* start Extracted material *

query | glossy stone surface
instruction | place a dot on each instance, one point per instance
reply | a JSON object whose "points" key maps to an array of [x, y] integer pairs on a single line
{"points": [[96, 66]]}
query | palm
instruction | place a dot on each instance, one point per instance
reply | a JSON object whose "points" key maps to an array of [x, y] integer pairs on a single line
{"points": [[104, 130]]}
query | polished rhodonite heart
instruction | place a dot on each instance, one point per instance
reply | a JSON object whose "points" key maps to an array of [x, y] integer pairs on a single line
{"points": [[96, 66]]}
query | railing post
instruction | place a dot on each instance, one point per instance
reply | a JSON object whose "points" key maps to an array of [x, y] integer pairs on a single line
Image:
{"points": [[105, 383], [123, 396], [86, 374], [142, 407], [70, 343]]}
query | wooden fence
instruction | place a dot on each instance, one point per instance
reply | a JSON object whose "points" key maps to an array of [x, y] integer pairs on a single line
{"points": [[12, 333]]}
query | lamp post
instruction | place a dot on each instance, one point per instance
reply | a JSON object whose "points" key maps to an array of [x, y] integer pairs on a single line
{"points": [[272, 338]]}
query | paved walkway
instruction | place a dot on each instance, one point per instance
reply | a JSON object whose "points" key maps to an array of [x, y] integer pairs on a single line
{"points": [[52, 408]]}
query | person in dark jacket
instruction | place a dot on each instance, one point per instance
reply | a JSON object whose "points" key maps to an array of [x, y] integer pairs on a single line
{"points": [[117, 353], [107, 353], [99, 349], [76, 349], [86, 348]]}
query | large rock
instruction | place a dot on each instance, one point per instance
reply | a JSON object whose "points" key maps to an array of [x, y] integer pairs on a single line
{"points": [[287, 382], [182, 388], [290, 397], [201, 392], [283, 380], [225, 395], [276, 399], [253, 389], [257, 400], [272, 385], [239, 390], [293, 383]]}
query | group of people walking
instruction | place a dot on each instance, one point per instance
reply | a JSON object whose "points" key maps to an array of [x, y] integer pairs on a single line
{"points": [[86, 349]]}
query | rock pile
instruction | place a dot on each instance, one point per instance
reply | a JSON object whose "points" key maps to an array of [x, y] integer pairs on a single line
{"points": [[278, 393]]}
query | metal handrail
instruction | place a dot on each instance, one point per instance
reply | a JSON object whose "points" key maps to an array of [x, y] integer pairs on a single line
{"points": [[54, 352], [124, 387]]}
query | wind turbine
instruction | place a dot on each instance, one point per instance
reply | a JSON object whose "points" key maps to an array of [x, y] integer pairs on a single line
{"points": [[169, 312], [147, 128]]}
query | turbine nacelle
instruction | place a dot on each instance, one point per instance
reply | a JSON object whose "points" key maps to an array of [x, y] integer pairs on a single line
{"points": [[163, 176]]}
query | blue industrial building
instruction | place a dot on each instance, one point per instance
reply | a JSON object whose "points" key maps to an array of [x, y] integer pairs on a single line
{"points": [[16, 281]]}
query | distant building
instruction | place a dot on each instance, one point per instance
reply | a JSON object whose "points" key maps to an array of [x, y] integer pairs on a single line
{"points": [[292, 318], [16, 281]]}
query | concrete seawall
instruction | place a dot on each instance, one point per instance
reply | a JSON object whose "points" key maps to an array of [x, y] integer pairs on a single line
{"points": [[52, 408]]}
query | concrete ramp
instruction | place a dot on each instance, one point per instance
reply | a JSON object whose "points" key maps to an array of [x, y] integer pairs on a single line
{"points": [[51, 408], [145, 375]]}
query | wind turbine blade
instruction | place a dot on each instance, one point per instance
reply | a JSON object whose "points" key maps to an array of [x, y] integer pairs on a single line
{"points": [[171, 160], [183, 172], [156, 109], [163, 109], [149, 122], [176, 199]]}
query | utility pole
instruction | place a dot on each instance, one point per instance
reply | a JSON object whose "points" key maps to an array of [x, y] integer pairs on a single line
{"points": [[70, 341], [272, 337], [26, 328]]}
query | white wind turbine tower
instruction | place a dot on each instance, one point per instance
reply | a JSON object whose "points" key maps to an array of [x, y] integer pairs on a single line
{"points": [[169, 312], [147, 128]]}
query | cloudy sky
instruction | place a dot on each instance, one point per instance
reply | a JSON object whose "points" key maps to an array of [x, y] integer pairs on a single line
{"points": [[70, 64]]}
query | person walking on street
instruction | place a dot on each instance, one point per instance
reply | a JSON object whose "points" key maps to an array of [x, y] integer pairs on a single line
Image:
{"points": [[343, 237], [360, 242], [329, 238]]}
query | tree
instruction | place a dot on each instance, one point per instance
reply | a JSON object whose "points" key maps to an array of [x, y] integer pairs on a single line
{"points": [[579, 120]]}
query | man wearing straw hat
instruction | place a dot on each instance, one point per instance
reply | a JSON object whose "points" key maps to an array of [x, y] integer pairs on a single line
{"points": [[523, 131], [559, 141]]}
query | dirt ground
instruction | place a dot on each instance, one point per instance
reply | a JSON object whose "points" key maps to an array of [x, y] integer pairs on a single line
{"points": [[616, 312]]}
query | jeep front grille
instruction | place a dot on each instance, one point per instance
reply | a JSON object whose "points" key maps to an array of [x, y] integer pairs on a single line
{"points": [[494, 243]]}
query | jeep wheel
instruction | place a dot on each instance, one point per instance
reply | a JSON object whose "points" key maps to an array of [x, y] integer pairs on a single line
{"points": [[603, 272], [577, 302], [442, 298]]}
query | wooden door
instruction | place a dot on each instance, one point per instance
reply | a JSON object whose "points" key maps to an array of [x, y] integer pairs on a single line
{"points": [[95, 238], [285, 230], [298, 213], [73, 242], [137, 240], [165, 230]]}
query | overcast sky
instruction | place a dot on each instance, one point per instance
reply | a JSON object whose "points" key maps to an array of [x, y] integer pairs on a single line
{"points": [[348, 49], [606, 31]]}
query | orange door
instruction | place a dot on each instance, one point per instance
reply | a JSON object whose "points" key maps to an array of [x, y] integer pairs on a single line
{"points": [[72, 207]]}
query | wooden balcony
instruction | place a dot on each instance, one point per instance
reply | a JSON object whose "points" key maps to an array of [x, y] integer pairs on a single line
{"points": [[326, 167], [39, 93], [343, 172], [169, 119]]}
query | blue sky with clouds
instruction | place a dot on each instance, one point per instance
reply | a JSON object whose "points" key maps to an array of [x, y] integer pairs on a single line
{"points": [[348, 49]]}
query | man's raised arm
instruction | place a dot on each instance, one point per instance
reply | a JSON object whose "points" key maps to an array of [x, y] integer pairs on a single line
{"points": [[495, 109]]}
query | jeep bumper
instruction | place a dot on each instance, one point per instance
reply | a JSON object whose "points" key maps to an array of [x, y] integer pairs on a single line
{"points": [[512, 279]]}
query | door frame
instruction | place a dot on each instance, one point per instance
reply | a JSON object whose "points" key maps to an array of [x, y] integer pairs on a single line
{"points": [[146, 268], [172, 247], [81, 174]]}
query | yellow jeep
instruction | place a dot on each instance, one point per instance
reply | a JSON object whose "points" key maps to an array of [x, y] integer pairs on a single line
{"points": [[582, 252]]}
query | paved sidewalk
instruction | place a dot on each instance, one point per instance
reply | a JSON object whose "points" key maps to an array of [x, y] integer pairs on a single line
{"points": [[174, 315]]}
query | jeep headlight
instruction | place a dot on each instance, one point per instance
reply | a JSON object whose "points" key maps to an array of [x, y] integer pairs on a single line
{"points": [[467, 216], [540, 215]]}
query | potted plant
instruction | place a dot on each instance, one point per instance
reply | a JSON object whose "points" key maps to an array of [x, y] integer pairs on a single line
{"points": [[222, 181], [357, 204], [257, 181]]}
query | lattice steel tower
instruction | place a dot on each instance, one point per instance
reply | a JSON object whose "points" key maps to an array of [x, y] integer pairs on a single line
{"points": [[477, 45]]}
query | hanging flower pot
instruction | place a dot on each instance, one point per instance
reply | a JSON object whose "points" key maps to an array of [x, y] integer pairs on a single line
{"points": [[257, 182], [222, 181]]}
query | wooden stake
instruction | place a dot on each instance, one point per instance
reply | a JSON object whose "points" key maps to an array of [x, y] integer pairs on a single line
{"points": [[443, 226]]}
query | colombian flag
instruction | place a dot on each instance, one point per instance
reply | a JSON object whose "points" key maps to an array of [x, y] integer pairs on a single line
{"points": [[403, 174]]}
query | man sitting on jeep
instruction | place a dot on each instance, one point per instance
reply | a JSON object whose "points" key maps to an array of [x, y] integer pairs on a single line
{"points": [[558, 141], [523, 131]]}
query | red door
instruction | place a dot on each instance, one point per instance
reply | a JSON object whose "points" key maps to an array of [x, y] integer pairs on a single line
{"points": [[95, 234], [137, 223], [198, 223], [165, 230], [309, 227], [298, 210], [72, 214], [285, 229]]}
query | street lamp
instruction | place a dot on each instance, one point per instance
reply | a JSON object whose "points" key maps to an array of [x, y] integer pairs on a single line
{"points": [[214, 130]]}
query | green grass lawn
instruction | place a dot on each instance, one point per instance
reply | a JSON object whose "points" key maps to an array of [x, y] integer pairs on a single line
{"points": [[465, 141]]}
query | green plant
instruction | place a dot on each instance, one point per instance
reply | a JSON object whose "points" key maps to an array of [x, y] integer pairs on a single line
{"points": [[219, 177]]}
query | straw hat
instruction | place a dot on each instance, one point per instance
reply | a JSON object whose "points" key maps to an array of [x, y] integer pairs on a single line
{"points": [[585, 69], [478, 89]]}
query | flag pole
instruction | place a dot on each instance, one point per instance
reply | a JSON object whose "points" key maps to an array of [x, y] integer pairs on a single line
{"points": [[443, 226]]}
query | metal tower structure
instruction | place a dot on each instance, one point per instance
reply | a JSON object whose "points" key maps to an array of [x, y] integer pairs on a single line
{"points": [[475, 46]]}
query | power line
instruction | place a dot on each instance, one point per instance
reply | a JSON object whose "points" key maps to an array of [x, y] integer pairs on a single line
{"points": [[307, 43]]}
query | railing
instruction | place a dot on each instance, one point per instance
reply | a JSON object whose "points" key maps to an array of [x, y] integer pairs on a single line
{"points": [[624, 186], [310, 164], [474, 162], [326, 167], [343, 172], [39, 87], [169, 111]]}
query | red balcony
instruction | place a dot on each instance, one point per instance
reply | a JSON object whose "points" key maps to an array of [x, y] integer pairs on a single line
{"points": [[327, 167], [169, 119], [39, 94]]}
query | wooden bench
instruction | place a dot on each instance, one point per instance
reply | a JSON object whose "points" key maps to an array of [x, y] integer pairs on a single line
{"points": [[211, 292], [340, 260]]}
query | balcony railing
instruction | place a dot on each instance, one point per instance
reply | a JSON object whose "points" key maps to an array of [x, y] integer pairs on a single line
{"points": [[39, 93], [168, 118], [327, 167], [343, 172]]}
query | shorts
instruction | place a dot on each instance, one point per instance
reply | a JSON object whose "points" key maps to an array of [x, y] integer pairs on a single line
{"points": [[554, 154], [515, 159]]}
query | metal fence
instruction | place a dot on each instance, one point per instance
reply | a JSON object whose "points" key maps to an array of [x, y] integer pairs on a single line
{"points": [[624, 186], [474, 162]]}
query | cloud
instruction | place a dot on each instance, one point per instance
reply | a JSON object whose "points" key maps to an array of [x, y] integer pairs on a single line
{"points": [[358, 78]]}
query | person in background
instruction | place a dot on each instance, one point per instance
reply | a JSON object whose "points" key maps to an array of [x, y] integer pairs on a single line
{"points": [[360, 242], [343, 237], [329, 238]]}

* end Extracted material *

Render the records from the line containing "query | person in background" through the end of the records as a numbered list, omitting any blank lines.

1. query | person in background
2. instruction | place a dot on each instance, one point per instance
3. reply | a JSON object whose "points" key maps to an array of [x, y] integer pairs on a single line
4. {"points": [[360, 242], [343, 237], [329, 238]]}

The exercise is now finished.